• _YOUR INSTRUCTIONS_: Report how many lines of the material below contain the string "brown", matching case exactly. Give only the number.

• _Rows from a dataset_:
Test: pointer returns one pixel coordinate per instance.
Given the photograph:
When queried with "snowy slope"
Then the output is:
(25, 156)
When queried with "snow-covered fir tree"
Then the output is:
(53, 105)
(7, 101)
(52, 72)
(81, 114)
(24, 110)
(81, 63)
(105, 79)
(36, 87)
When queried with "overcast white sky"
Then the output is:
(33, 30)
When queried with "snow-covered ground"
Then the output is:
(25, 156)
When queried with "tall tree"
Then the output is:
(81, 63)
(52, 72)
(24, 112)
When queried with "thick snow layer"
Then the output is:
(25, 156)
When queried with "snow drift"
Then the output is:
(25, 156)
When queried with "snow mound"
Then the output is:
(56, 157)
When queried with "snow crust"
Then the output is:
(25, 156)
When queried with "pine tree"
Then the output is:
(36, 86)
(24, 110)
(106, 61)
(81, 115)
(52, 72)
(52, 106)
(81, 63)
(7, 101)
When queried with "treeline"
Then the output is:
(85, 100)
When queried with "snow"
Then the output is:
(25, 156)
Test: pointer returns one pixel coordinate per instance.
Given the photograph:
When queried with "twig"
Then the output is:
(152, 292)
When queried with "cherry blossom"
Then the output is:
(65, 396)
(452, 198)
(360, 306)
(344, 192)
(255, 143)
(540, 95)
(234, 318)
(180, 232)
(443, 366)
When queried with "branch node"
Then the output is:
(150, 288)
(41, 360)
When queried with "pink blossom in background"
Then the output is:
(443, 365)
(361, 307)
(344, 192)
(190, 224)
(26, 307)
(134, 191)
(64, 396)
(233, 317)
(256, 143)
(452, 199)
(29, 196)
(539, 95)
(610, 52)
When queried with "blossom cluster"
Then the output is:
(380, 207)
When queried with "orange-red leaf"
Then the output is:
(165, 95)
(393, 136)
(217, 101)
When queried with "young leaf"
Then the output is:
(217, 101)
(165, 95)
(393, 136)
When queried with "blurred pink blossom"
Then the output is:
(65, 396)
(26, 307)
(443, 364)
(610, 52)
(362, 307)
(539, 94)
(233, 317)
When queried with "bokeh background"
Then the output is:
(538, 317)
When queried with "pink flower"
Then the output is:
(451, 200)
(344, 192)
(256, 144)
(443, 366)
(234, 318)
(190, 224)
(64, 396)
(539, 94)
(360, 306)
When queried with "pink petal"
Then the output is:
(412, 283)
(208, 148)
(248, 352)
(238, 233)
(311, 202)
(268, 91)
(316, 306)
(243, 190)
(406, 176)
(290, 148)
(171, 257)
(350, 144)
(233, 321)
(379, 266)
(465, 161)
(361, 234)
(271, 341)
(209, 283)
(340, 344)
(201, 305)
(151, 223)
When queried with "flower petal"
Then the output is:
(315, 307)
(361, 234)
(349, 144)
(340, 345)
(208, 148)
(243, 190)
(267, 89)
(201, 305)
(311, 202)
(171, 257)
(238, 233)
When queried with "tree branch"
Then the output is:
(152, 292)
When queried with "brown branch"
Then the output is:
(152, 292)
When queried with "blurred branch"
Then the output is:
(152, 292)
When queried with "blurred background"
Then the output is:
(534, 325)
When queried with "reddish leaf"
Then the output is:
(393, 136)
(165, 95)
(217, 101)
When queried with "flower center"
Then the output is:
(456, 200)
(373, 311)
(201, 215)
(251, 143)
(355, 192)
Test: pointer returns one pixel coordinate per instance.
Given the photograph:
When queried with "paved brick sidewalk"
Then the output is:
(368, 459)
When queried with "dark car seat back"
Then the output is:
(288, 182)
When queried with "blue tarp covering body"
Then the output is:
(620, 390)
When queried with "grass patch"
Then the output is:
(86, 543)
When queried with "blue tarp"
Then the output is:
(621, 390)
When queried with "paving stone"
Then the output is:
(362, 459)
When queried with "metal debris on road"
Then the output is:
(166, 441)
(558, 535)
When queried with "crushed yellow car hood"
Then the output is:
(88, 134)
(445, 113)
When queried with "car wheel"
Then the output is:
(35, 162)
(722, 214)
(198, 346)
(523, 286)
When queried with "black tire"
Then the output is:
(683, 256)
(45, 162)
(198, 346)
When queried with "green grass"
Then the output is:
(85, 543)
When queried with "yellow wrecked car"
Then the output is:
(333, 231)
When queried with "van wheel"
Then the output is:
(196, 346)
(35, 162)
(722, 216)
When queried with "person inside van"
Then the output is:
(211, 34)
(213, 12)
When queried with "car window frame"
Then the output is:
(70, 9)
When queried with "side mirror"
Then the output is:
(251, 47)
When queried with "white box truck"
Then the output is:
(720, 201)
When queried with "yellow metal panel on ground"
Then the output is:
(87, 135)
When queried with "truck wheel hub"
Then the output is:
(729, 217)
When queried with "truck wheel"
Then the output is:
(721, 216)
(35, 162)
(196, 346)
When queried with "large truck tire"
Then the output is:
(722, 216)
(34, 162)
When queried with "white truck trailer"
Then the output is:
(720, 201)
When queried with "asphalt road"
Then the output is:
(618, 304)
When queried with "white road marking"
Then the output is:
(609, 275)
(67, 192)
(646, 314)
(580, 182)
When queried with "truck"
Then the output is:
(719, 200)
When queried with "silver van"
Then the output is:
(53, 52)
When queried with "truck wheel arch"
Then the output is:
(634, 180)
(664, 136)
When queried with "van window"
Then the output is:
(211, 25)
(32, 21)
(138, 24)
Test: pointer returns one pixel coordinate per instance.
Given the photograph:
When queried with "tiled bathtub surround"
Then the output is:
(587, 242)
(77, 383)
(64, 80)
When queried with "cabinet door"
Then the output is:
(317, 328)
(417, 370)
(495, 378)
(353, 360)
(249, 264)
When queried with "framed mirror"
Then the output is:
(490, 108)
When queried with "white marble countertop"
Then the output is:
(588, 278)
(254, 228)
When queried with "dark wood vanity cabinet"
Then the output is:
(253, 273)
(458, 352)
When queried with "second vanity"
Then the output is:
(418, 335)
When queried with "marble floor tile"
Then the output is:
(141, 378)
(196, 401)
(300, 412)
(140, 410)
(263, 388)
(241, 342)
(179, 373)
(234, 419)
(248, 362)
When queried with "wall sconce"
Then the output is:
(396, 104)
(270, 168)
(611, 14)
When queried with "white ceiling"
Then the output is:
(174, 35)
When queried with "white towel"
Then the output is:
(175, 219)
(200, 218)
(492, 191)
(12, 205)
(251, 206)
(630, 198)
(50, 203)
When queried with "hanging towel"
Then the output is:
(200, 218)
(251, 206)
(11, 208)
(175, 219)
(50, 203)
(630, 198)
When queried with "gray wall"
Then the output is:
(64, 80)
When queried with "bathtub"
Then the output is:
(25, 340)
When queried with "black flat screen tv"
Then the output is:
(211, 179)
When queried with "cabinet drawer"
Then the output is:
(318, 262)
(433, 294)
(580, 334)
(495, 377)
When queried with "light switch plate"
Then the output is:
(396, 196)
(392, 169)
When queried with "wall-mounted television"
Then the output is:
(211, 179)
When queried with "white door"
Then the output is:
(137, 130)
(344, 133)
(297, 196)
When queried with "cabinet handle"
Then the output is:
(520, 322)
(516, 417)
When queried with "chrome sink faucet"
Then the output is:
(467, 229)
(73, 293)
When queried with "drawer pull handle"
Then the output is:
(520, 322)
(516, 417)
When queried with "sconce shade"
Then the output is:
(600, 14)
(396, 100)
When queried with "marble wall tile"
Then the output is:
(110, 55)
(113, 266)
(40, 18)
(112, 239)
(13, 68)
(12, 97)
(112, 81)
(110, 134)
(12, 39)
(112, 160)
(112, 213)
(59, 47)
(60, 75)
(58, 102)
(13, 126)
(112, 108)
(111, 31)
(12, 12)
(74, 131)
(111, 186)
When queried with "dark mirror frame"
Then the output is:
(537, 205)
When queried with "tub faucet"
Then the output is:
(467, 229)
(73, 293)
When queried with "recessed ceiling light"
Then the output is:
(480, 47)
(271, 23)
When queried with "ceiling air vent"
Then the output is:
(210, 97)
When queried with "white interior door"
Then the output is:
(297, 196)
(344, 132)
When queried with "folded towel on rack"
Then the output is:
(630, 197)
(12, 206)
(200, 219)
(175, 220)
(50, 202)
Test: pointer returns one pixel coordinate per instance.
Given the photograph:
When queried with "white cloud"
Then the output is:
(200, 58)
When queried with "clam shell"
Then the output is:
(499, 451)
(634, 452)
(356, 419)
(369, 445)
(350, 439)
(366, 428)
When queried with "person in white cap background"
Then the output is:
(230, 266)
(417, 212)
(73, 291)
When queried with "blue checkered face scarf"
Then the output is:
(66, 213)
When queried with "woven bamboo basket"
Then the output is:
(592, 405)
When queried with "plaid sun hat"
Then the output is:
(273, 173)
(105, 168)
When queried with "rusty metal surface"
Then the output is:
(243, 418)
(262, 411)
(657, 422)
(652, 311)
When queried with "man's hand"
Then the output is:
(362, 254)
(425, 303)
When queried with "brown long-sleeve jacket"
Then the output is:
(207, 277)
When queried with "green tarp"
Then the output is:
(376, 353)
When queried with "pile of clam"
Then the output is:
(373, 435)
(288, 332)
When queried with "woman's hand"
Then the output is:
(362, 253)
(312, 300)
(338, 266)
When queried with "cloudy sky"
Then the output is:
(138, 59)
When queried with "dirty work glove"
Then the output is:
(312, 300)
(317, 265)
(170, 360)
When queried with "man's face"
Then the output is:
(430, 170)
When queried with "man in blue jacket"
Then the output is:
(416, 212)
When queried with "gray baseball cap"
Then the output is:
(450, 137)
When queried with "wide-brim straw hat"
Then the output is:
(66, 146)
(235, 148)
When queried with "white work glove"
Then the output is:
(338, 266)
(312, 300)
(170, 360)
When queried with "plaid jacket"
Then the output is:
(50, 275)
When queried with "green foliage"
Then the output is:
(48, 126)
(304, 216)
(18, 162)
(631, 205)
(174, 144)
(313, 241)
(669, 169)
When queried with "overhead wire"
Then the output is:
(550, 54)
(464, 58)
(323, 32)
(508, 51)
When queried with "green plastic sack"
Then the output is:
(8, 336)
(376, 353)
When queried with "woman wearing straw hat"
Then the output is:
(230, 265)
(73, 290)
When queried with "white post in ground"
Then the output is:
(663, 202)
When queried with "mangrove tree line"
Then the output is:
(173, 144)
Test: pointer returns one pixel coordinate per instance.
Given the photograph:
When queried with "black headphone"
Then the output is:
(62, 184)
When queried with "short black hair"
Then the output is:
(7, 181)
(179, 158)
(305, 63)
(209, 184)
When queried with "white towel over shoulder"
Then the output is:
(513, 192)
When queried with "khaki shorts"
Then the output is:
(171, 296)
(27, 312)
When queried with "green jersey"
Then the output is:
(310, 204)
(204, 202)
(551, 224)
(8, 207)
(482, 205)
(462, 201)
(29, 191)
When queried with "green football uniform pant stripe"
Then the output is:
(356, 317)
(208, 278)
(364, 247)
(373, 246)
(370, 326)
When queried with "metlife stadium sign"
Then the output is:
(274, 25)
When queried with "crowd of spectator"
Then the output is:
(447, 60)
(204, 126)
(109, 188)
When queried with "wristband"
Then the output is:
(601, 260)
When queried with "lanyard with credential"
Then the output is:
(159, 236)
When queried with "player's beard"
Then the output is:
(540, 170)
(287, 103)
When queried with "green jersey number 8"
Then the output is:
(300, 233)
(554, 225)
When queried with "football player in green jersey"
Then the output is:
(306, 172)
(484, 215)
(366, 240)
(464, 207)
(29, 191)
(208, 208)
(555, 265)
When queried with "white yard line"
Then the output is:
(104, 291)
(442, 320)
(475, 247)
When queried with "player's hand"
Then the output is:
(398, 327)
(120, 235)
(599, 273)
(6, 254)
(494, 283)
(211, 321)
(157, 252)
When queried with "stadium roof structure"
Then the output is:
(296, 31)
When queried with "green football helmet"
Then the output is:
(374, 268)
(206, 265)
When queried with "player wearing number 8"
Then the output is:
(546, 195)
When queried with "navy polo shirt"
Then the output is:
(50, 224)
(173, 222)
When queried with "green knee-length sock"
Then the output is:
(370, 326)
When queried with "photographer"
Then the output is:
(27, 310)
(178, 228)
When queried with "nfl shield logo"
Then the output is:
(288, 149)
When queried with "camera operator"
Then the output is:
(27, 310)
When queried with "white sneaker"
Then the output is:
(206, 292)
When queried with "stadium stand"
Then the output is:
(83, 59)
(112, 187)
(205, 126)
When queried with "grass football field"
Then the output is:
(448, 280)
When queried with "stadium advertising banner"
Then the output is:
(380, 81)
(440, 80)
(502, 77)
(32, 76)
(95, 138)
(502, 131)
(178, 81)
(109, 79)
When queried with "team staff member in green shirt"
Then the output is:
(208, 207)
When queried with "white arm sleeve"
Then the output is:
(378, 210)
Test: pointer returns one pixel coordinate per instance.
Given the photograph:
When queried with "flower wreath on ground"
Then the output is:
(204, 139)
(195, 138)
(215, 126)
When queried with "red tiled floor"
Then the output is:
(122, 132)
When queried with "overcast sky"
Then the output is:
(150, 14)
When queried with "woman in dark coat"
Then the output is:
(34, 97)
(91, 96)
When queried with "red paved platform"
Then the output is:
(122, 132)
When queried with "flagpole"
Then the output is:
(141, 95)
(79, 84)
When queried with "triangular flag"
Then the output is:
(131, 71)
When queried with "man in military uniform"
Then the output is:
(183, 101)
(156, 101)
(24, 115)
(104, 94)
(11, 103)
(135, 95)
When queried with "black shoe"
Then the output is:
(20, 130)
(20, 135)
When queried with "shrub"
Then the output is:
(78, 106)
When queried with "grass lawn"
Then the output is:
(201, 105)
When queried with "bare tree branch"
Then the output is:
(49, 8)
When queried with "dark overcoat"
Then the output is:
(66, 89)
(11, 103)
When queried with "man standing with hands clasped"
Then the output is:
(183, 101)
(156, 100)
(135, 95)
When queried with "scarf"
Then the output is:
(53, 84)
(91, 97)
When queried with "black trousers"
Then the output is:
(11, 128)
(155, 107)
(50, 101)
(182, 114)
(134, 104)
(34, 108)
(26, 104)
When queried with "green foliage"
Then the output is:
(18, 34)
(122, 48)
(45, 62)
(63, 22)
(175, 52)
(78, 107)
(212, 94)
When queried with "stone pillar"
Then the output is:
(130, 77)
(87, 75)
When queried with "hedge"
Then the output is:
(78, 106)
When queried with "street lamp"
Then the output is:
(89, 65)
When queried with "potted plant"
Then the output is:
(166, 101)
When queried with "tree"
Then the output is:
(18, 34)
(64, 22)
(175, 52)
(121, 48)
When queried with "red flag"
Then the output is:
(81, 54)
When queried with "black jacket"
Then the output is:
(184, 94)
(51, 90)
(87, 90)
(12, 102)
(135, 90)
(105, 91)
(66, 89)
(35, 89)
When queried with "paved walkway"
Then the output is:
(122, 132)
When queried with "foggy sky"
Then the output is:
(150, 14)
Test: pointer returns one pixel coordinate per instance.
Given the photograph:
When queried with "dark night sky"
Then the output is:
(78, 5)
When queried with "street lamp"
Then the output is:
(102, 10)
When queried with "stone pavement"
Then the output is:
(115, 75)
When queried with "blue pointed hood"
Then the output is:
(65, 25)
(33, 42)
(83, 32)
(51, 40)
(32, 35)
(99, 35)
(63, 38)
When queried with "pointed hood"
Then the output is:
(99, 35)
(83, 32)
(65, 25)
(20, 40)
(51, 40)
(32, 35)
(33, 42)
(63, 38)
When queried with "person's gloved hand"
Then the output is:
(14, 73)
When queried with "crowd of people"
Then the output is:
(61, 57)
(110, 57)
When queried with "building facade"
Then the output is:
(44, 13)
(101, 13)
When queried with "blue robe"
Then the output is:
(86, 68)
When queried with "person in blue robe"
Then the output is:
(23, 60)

• _RESULT OF THIS EXERCISE_: 2